- [The task]
Please quote the records below word for word, from the line that contains "If you could pin the grass" to the line that contains "column 57, row 368", including both of those lines.

- [Given data]
☆ ☆ ☆ ☆ ☆ ☆ ☆
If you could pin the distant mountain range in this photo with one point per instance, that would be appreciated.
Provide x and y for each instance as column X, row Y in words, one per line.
☆ ☆ ☆ ☆ ☆ ☆ ☆
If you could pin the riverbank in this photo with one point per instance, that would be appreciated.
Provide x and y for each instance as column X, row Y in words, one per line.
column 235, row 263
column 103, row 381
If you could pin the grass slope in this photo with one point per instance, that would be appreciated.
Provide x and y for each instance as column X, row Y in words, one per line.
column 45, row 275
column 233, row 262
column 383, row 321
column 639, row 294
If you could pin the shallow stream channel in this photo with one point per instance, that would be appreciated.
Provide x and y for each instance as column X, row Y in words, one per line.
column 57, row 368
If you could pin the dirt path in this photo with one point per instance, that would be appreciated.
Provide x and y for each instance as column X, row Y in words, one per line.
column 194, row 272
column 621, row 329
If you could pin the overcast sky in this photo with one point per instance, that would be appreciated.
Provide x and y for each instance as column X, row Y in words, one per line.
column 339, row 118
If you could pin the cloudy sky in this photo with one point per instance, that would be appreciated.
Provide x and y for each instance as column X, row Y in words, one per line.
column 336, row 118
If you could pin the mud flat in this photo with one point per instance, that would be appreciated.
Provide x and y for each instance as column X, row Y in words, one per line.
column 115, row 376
☆ ☆ ☆ ☆ ☆ ☆ ☆
- [Response]
If you could pin the grass slope in this photo with one point per instance, that would be appreciated.
Provide x and y for each instance as column X, row Y in words, one per line.
column 45, row 275
column 233, row 262
column 383, row 321
column 639, row 294
If you could pin the shallow stream channel in this photo with one point per instance, that would be appreciated.
Provide x and y for each instance as column X, row Y in words, one per line.
column 57, row 368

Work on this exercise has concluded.